Sitagliptin/metformin

Combination of
- Sitagliptin: Dipeptidyl peptidase-4 inhibitor
- Metformin: Biguanide

Clinical data
- Trade names: Janumet, Januet, others
- AHFS/Drugs.com: Professional Drug Facts
- License data: US DailyMed: Sitagliptin and metformin;
- Pregnancy category: AU: C;
- Routes of administration: By mouth
- ATC code: A10BD07 (WHO) ;

Legal status
- Legal status: AU: S4 (Prescription only); CA: ℞-only; UK: POM (Prescription only); US: ℞-only; EU: Rx-only; In general: ℞ (Prescription only);

Identifiers
- KEGG: D10261;

= Sitagliptin/metformin =

Pharmaceutical drug

Sitagliptin/metformin, sold under the brand name Janumet among others, is a fixed-dose combination anti-diabetic medication used to treat type 2 diabetes. It may be used in those whose blood sugar is not controlled with metformin and a sulfonylurea. It is taken by mouth.

__What this exercise asks__:
(A) Summarize the sitagliptin/metformin text in two sentences.
(B) What ATC code does the sitagliptin/metformin text give for the drug?
(C) Write the next part of the sitagliptin/metformin text, starting after its final sentence.
The data that come next are separate material with no connection to the sitagliptin/metformin text.

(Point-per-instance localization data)
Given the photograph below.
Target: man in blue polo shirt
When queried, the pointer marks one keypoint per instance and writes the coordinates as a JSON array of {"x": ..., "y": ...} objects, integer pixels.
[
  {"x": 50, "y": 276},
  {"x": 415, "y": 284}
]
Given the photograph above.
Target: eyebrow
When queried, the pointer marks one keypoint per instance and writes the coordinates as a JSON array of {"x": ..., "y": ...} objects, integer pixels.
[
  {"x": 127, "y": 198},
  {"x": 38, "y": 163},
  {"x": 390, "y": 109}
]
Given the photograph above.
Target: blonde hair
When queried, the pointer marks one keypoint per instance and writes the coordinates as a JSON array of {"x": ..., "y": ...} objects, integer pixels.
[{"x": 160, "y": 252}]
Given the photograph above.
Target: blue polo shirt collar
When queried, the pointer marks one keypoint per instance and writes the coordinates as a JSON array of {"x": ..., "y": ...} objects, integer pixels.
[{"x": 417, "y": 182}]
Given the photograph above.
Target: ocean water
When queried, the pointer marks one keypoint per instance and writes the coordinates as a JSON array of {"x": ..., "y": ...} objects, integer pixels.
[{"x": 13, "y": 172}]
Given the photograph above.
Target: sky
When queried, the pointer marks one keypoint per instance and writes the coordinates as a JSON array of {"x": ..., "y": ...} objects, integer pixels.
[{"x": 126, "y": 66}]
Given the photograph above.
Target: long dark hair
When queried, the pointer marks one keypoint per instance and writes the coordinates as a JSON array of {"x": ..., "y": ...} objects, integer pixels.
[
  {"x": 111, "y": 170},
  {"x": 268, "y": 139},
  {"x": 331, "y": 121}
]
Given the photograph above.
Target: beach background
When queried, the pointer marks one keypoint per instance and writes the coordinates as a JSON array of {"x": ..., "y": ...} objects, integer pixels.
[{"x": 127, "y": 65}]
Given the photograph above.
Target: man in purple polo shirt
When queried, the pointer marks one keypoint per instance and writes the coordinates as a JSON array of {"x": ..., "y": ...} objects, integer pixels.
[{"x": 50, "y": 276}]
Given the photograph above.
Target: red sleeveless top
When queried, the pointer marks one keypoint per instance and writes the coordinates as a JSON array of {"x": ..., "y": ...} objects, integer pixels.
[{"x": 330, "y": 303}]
* * *
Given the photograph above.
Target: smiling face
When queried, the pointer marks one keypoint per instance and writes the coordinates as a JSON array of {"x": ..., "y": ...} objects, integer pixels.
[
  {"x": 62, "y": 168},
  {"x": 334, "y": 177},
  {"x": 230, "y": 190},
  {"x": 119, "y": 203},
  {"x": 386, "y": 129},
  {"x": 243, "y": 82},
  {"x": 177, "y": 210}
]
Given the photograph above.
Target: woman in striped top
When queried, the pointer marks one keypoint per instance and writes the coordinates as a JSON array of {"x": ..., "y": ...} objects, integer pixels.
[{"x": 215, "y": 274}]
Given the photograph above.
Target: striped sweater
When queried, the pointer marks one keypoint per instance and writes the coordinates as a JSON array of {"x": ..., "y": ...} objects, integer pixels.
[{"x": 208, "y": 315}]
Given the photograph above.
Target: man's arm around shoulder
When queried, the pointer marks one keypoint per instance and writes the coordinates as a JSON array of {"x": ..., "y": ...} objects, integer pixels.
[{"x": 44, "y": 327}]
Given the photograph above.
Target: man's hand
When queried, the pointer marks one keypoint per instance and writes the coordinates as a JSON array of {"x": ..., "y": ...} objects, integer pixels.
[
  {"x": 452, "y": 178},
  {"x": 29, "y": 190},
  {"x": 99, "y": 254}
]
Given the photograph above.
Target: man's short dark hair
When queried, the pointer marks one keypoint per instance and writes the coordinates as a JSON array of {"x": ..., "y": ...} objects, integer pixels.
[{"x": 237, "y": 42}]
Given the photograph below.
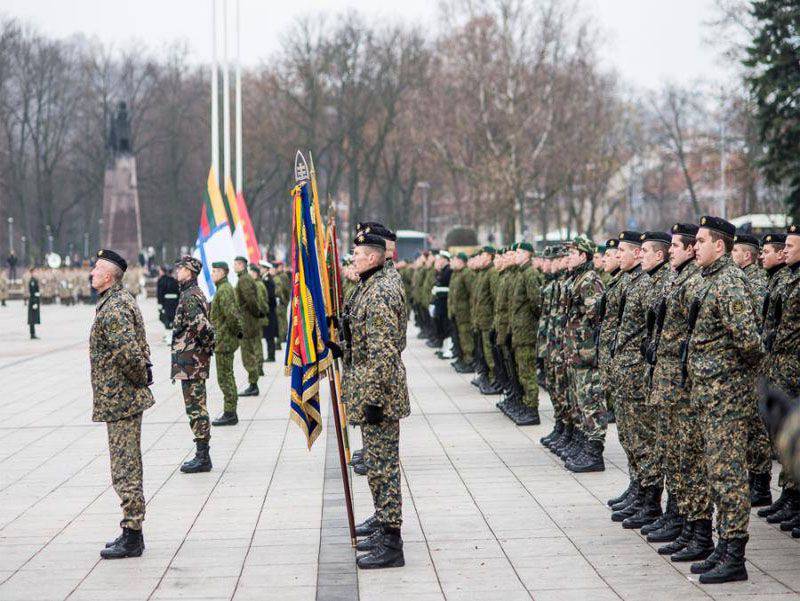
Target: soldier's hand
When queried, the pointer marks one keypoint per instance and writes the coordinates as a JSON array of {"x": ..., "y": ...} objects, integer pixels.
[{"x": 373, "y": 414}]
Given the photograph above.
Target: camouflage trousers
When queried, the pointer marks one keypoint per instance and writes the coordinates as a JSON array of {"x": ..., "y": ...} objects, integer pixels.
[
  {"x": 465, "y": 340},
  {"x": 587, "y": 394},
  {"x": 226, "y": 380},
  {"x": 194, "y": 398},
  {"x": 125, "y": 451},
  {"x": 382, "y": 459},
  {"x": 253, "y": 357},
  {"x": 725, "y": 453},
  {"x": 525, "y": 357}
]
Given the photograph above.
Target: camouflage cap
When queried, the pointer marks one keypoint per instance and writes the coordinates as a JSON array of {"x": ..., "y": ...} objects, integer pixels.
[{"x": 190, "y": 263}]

__Results__:
(A) Sitagliptin/metformin, sold under the brand name Janumet among others, is a fixed-dose combination of a dipeptidyl peptidase-4 inhibitor and a biguanide, taken by mouth to treat type 2 diabetes. It may be used in people whose blood sugar is not controlled with metformin and a sulfonylurea, and it is prescription-only in Australia, Canada, the UK, the US and the EU.

(B) A10BD07

(C)
Common side effects include diarrhea, headache, and upper respiratory tract infections. Serious side effects may include lactic acidosis, pancreatitis, low blood sugar, heart failure, joint pain, and allergic reactions. It has not been properly studied in women who are pregnant or breastfeeding. It contains sitagliptin (a dipeptidyl peptidase-4 inhibitor) and metformin (a biguanide).

The combination was approved for medical use in the United States in 2007. In 2022, it was the 182nd most commonly prescribed medication in the United States, with more than 2 million prescriptions. It is available as a generic medication.

== Medical uses ==
In the United States, sitagliptin/metformin is indicated as an adjunct to diet and exercise to improve glycemic control in adults with type 2 diabetes.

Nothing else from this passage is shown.